Records:
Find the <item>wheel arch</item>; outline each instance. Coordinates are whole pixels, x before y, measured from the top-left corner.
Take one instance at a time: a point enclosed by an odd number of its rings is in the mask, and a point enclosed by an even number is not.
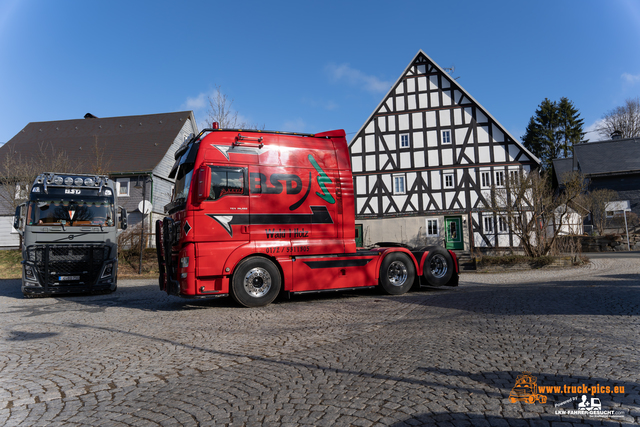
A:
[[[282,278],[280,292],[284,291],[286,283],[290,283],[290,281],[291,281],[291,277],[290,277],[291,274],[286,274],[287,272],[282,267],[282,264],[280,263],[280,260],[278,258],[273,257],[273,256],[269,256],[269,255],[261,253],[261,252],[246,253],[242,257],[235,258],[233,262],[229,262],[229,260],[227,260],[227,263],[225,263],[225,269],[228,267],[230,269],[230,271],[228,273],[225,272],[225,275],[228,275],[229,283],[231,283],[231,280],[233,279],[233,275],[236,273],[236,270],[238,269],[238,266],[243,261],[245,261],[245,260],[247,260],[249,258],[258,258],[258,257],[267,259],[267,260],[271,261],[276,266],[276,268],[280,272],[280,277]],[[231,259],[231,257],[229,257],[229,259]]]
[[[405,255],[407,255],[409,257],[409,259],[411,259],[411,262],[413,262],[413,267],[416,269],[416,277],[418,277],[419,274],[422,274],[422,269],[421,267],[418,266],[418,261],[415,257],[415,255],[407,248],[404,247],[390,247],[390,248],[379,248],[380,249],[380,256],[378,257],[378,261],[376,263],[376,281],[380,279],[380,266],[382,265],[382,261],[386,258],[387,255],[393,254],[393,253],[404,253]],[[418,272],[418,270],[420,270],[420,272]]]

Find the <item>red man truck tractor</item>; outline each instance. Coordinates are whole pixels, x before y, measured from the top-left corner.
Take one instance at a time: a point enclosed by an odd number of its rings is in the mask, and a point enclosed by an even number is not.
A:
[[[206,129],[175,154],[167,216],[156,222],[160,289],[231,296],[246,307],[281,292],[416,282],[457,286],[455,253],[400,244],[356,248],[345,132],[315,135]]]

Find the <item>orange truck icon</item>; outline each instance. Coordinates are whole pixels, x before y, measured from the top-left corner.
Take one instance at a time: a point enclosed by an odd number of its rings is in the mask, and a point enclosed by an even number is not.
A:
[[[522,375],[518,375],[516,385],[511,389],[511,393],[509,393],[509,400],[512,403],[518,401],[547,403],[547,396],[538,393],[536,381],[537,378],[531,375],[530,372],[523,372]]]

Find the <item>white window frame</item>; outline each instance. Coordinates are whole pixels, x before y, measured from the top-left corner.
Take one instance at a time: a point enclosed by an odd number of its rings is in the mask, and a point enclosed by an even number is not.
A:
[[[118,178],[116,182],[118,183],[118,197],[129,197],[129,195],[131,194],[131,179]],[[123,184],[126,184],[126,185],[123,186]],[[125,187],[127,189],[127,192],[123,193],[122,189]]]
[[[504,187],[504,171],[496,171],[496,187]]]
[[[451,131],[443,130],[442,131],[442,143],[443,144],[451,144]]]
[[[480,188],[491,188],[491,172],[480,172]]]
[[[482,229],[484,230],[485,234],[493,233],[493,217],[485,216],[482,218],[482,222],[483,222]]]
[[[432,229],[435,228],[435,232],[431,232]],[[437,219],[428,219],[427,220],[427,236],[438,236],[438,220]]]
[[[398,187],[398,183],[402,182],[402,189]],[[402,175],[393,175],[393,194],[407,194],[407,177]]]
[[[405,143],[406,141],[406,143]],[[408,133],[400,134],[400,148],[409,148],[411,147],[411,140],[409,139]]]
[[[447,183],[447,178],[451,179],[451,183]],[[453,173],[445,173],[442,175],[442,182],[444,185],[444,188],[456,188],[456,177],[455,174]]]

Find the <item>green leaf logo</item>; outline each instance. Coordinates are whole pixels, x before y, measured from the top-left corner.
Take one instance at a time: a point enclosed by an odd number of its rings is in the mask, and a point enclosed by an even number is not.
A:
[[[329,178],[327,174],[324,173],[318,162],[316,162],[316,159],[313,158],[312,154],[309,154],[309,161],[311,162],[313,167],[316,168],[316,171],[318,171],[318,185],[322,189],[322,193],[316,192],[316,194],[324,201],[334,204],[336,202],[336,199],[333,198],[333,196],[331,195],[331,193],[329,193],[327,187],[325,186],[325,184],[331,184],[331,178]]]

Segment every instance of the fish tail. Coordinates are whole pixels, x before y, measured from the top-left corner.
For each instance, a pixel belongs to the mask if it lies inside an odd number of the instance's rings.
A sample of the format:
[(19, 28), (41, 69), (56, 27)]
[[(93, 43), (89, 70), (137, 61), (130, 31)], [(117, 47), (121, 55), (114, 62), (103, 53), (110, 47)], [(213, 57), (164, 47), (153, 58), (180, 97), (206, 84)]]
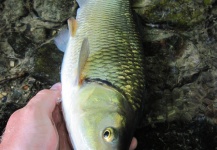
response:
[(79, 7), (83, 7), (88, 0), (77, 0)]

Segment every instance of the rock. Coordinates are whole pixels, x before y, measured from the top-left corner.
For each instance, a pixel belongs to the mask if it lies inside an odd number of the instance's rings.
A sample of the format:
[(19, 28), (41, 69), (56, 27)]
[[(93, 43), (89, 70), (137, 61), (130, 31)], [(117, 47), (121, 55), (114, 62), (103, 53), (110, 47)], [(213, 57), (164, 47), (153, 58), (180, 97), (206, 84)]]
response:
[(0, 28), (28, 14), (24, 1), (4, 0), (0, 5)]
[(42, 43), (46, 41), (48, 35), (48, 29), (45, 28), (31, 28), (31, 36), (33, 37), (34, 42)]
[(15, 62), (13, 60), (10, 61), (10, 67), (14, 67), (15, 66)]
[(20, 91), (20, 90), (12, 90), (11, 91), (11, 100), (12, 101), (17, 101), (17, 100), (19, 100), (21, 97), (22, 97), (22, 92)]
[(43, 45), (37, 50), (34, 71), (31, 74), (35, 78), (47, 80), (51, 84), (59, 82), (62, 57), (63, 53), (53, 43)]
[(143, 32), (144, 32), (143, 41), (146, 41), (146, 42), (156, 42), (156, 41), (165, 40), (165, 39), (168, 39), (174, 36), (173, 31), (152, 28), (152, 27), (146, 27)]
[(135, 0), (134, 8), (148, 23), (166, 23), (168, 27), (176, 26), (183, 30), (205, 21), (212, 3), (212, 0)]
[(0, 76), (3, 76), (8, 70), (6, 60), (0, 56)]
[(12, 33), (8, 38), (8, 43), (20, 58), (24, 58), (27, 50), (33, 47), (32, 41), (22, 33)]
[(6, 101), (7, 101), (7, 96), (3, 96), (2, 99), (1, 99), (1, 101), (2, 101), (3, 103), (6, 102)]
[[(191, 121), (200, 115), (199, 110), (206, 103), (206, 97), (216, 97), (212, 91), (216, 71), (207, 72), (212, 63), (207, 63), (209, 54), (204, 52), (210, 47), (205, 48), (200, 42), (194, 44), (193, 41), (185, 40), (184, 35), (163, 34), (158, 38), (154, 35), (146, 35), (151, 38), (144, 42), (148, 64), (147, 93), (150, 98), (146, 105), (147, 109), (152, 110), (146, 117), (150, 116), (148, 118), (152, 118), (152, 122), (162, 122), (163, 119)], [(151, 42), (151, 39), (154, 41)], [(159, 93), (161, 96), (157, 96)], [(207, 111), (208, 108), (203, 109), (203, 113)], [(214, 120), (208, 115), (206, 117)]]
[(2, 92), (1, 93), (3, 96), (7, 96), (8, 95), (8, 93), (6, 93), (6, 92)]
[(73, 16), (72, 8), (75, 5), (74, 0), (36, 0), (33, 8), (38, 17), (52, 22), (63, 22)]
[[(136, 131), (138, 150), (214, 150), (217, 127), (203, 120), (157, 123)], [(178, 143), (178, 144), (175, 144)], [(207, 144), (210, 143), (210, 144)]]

Required action: Could you write out every line above exactly as it stands, with no images?

Problem solution:
Find the <item>wheel arch</item>; outline each instance. Coordinates are whole pixels, x before y, measured from the top-left corner.
Take one instance at a time: a point enclosed by an odd number of its rings is in the mask, and a point enclosed by an even number is not.
A:
[[[282,278],[280,292],[284,291],[286,283],[290,283],[290,281],[291,281],[291,277],[290,277],[291,274],[286,274],[287,272],[282,267],[282,264],[280,263],[280,260],[278,258],[273,257],[273,256],[269,256],[269,255],[261,253],[261,252],[246,253],[242,257],[235,258],[233,262],[229,262],[229,260],[227,260],[227,263],[225,263],[225,269],[228,267],[230,269],[230,271],[228,273],[225,272],[225,275],[228,275],[229,283],[231,283],[231,280],[233,279],[233,275],[236,273],[236,270],[238,269],[238,266],[243,261],[245,261],[245,260],[247,260],[249,258],[258,258],[258,257],[267,259],[267,260],[271,261],[276,266],[276,268],[280,272],[280,277]],[[231,259],[231,257],[229,257],[229,259]]]
[[[405,255],[407,255],[409,257],[409,259],[411,259],[411,262],[413,262],[413,267],[416,269],[416,277],[418,277],[419,274],[422,274],[422,269],[421,267],[418,266],[418,261],[415,257],[415,255],[407,248],[404,247],[390,247],[390,248],[379,248],[380,249],[380,256],[378,257],[378,261],[376,263],[376,281],[380,279],[380,266],[382,265],[382,261],[386,258],[387,255],[393,254],[393,253],[404,253]],[[418,272],[418,270],[420,270],[420,272]]]

Find the <item>red man truck tractor</item>; outline each instance. Coordinates are whole pixels, x before y, measured from the top-left corner.
Take one instance at a time: a point enclosed by an odd number of its rings is in the mask, and a point enclosed by an even number is not.
A:
[[[206,129],[175,154],[167,216],[156,222],[160,289],[231,296],[246,307],[281,292],[416,282],[457,286],[455,253],[400,244],[356,248],[345,132],[315,135]]]

Find the <item>orange truck icon</item>; outline each instance. Coordinates are whole pixels, x before y, measured from the top-left corner.
Take one instance at a time: a point enclosed by an odd number of its rings is in the mask, and a point enclosed by an even number is not.
A:
[[[522,375],[518,375],[516,385],[511,389],[511,393],[509,393],[509,400],[512,403],[518,401],[547,403],[547,396],[538,393],[536,381],[537,378],[531,375],[530,372],[523,372]]]

Find the <item>white window frame</item>; outline each instance. Coordinates are whole pixels, x before y, measured from the top-left corner.
Take one instance at a time: a point enclosed by an odd number of its rings is in the mask, and a point enclosed by an even number is not.
A:
[[[118,178],[116,182],[118,183],[118,197],[129,197],[129,195],[131,194],[131,179]],[[123,184],[126,184],[126,185],[123,186]],[[125,187],[127,189],[127,192],[123,193],[122,189]]]
[[[504,187],[504,171],[496,171],[496,187]]]
[[[451,131],[443,130],[442,131],[442,143],[443,144],[451,144]]]
[[[480,188],[491,188],[491,172],[480,172]]]
[[[482,229],[484,230],[485,234],[493,233],[493,217],[485,216],[482,218],[482,222],[483,222]]]
[[[432,229],[435,228],[435,232],[431,232]],[[437,219],[428,219],[427,220],[427,236],[438,236],[438,220]]]
[[[398,187],[398,183],[402,182],[402,189]],[[402,175],[393,175],[393,194],[407,194],[407,177]]]
[[[405,143],[406,141],[406,143]],[[408,133],[400,134],[400,148],[409,148],[411,147],[411,140],[409,139]]]
[[[447,183],[447,178],[451,179],[451,183]],[[453,173],[445,173],[442,175],[442,182],[444,185],[444,188],[456,188],[456,177],[455,174]]]

Find the <item>green leaf logo</item>; outline each instance. Coordinates are whole pixels, x before y, measured from the top-left corner.
Take one instance at a time: a point enclosed by an odd number of its rings is in the mask, and a point enclosed by an even number is not.
A:
[[[329,178],[327,174],[324,173],[318,162],[316,162],[316,159],[313,158],[312,154],[309,154],[309,161],[311,162],[313,167],[316,168],[316,171],[318,171],[318,185],[322,189],[322,193],[316,192],[316,194],[324,201],[334,204],[336,202],[336,199],[333,198],[333,196],[331,195],[331,193],[329,193],[327,187],[325,186],[325,184],[331,184],[331,178]]]

Segment every instance of the fish tail. Coordinates are whole pixels, x before y, measured from the top-left corner.
For each instance, a pixel belongs to the mask if it lies inside an odd number of the instance's rings.
A sample of the format:
[(19, 28), (41, 69), (56, 27)]
[[(93, 43), (89, 70), (137, 61), (130, 31)], [(117, 47), (121, 55), (114, 62), (103, 53), (110, 47)], [(213, 57), (164, 47), (153, 58), (180, 97), (206, 84)]]
response:
[(79, 7), (83, 7), (88, 0), (77, 0)]

Segment every instance of the rock. Coordinates are whole pixels, x before y, measured from the top-left corner.
For each instance, a pixel belongs to the mask if it lies inside an odd number of the instance's rings.
A sample of the format:
[(19, 28), (41, 69), (56, 27)]
[[(93, 43), (89, 70), (137, 61), (130, 31)], [(117, 47), (121, 55), (114, 62), (103, 53), (110, 47)], [(213, 57), (164, 47), (153, 58), (180, 97), (206, 84)]]
response:
[(0, 28), (28, 14), (24, 1), (4, 0), (0, 5)]
[(42, 43), (46, 41), (48, 35), (48, 29), (45, 28), (31, 28), (31, 36), (33, 37), (34, 42)]
[(15, 62), (13, 60), (10, 61), (10, 67), (14, 67), (15, 66)]
[(20, 91), (20, 90), (12, 90), (11, 91), (11, 100), (12, 101), (17, 101), (17, 100), (19, 100), (21, 97), (22, 97), (22, 92)]
[(43, 45), (37, 50), (34, 71), (31, 74), (35, 78), (47, 80), (51, 84), (59, 82), (62, 57), (63, 53), (53, 43)]
[(143, 32), (144, 32), (143, 41), (146, 41), (146, 42), (156, 42), (156, 41), (165, 40), (165, 39), (168, 39), (174, 36), (173, 31), (152, 28), (152, 27), (146, 27)]
[(135, 0), (134, 8), (148, 23), (166, 23), (168, 27), (176, 26), (183, 30), (205, 21), (212, 3), (212, 0)]
[(0, 76), (3, 76), (8, 70), (6, 60), (0, 56)]
[(12, 33), (8, 38), (8, 43), (20, 58), (24, 58), (27, 50), (33, 47), (32, 41), (22, 33)]
[(6, 101), (7, 101), (7, 96), (3, 96), (2, 99), (1, 99), (1, 101), (2, 101), (3, 103), (6, 102)]
[[(191, 121), (200, 115), (199, 110), (206, 103), (206, 97), (216, 97), (212, 91), (216, 71), (207, 72), (212, 63), (207, 63), (209, 54), (204, 52), (210, 47), (205, 48), (200, 42), (194, 44), (193, 41), (185, 40), (184, 35), (163, 34), (158, 38), (154, 35), (146, 35), (151, 38), (144, 42), (148, 64), (147, 93), (150, 98), (146, 105), (147, 109), (152, 110), (146, 117), (150, 116), (148, 118), (152, 118), (152, 122), (162, 122), (163, 119)], [(151, 42), (151, 39), (154, 41)], [(159, 93), (161, 96), (157, 96)], [(207, 111), (208, 108), (203, 109), (203, 113)], [(214, 120), (208, 115), (206, 117)]]
[(2, 92), (1, 93), (3, 96), (7, 96), (8, 95), (8, 93), (6, 93), (6, 92)]
[(73, 16), (72, 8), (75, 5), (74, 0), (36, 0), (33, 8), (38, 17), (52, 22), (63, 22)]
[[(136, 131), (138, 150), (214, 150), (217, 127), (203, 120), (157, 123)], [(178, 143), (178, 144), (175, 144)], [(207, 144), (210, 143), (210, 144)]]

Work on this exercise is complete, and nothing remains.